EXTRACTED TEXT:

# # #

Clemencin doubts whether, in painting the burlesque scene in the duke’s court-yard, Cervantes had any intention of ridiculing the Inquisition; but his doubt is grounded merely on the fact that Cervantes, in several of his other works, eulogizes this barbarous tribunal. However, in the chapter of Don Quixote, above commented on, Cervantes pays himself the compliment of saying that all the arrangements for the pretended resurrection of Altisidora were made “so to the life, that there was but little difference between them and reality.” His avowed aim was to exhibit the inquisitors in no less ridiculous a light than Don Quixote and Sancho, for he makes the grave historian, Cid Hamet Benengeli, observe, that “to his thinking the mockers were as mad as the mocked.”—(Afirmando que tiene para si ser tan locos los burladores como los burlados.)

(I).

“Hereupon the bachelor ran into a string of questions worthy of that most indefatigable questioner, the lately defunct Almirante.” (Page 122).

Our author no doubt here alludes to the questions addressed by Don Fadrique Enríquez, who filled the high post of Admiral of Castile, to Luis de Escobar, a Franciscan Monk. Escobar published, at Saragossa, in the year 1543, the first volume of a work, entitled Preguntas del Almirante, (Queries of the Admiral.) The favour with which this volume was received by some of the most learned men of the age, encouraged the author to submit to the press a second part, which terminates with a curious paragraph, of which the following is a translation:—

“To the honour and glory of Our Lord and Saviour, and of his blessed Mother Our Lady, here ends the second part of the four hundred replies to the Admiral of Castile, Don Fadrique Enriques, and other persons answered but not named by the author. To these are added two hundred answers, which, with the four hundred of the first part, and the four hundred of this second part, complete one thousand. This work was printed in the most noble city of Valladolid (anciently called Pincia.) Finished on the second of January of this present year, MDLII.”

# # #

EXCERPTED DATA:
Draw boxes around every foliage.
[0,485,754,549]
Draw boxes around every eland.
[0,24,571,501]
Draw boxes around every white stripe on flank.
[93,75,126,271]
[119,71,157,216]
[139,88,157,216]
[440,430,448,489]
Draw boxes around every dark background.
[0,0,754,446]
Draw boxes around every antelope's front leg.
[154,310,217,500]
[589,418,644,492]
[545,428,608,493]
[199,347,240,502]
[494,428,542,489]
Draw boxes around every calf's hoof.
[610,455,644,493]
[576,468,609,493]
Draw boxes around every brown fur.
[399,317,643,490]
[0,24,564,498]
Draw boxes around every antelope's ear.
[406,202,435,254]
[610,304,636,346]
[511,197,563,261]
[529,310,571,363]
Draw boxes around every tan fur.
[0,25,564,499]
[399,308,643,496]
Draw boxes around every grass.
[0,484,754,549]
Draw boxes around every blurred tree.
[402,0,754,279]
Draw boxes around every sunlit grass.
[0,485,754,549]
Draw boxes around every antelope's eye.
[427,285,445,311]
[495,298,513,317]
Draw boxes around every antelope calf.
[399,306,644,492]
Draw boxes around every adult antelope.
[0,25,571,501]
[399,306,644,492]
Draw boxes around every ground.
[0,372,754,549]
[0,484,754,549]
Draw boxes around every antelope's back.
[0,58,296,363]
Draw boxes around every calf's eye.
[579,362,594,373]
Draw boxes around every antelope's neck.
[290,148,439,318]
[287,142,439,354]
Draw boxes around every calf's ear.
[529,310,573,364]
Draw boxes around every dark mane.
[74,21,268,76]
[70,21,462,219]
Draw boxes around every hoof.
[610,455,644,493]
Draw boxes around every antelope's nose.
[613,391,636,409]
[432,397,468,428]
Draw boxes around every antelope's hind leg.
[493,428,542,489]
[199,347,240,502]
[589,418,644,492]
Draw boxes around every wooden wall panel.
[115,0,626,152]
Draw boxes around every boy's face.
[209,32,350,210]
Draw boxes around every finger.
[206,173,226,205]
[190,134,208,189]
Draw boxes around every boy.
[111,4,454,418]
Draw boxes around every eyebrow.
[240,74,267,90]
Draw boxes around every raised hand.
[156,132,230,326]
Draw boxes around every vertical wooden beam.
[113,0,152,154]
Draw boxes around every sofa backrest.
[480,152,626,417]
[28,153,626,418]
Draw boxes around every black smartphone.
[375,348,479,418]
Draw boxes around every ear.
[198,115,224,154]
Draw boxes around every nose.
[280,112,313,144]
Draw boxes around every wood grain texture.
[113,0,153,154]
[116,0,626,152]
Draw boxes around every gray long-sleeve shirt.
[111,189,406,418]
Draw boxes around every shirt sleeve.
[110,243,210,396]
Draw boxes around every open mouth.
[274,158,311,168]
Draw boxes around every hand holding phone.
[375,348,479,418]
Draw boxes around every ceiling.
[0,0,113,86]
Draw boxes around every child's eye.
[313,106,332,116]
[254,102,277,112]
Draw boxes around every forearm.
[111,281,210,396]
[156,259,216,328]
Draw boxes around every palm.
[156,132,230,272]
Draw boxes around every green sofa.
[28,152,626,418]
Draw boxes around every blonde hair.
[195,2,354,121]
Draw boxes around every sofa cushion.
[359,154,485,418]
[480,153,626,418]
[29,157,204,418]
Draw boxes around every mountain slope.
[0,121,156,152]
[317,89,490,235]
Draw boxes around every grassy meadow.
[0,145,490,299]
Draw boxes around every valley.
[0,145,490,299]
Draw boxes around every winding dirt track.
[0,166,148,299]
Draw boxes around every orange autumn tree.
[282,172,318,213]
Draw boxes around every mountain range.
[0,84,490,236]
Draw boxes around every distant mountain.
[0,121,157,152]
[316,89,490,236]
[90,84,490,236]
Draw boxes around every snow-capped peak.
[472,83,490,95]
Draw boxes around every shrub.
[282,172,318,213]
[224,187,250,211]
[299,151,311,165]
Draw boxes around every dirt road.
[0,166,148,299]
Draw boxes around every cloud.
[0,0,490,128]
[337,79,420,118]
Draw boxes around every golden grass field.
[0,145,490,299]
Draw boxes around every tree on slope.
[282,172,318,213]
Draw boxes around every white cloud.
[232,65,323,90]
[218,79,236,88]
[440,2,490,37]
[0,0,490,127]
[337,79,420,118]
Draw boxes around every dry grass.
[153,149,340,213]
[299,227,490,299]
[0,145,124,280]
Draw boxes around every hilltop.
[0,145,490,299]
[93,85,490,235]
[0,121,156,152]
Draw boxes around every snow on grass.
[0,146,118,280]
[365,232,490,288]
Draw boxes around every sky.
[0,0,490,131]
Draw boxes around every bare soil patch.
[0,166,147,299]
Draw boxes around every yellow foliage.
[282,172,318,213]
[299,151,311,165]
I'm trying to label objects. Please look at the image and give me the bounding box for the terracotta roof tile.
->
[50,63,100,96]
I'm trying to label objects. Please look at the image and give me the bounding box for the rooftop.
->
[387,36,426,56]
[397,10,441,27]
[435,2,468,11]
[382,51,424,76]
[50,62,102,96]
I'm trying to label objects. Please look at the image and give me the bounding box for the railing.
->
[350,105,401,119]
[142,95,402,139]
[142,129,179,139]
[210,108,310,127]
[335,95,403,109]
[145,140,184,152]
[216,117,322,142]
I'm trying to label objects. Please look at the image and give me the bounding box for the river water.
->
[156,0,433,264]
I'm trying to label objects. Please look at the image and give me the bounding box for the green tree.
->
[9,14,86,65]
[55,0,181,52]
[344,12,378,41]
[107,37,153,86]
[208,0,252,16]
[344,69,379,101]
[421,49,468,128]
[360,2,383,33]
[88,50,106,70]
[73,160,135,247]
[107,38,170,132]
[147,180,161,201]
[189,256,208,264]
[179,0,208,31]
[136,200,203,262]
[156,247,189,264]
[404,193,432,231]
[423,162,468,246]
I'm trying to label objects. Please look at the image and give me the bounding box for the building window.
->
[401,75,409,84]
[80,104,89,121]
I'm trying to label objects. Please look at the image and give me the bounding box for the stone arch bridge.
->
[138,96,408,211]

# # #

PROBLEMS TO WORK ON:
a) Do these statements agree with the Cervantes notes? (i) Escobar brought out the first volume of his work at Saragossa in 1543. (ii) The second part was printed in Valladolid. (iii) With the added answers, the work reaches a total of five hundred replies. For each, answer yes or no and quote the deciding words.
b) Which people and characters are named in the first paragraph of the Cervantes notes? List every one.
c) Can you resume the Cervantes notes right after the closing paragraph of Escobar's second part, which ends with "MDLII", and carry them on?

ANSWERS BY TASK:
a)
(i) Yes: "Escobar published, at Saragossa, in the year 1543, the first volume of a work"
(ii) Yes: "This work was printed in the most noble city of Valladolid (anciently called Pincia.)"
(iii) No: "To these are added two hundred answers, which, with the four hundred of the first part, and the four hundred of this second part, complete one thousand."

b) Clemencin, Cervantes, Don Quixote, Altisidora, Sancho, Cid Hamet Benengeli

c)
This work is a collection of replies, some in verse, some in prose, written in answer to questions addressed to the Padre Escobar by various individuals. One of the principal interrogators is Dr. Céspedes, who is distinguished by the titles of medico famoso, clérigo i catedrátigo in Valladolid. The names of several monks and Spanish grandees are attached to many of the queries, of which, however, the majority emanates from the Almirante de Castilla, and for that reason the book is called, Preguntas del Almirante. These questions relate chiefly to points of religion and history, and some refer to matters connected with medicine and the phenomena of nature. The task of replying to many of them must have put Escobar’s ingenuity and learning to a severe test.

(J).

“Can any one persuade himself into the belief that Palmerius of England, Florindos, and Floriandos are to be seen going about armed cap-à-pie, like the figures in old tapestry on tavern walls?” (Page 123).